* **To do**:
Take every line from the entries below that includes the word "find" and copy it.

* **Record excerpts**:
»»

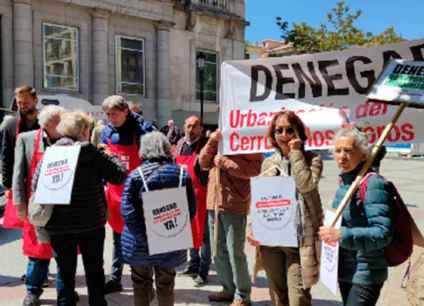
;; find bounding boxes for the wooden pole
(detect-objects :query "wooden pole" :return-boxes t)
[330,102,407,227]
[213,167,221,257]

««
»»

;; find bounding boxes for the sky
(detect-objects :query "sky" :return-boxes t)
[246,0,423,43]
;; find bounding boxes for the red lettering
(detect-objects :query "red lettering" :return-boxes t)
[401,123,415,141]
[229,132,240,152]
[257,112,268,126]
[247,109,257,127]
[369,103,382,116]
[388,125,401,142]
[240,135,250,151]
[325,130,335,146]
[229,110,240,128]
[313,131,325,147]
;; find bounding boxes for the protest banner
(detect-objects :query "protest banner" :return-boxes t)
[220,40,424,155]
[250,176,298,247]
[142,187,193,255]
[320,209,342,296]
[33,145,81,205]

««

* **Exercise result**:
;; find bounding boxes for the wooden pole
;; find bounding boxes for the sky
;; find bounding boxes for the red lettering
;; find bounding boxes for the protest banner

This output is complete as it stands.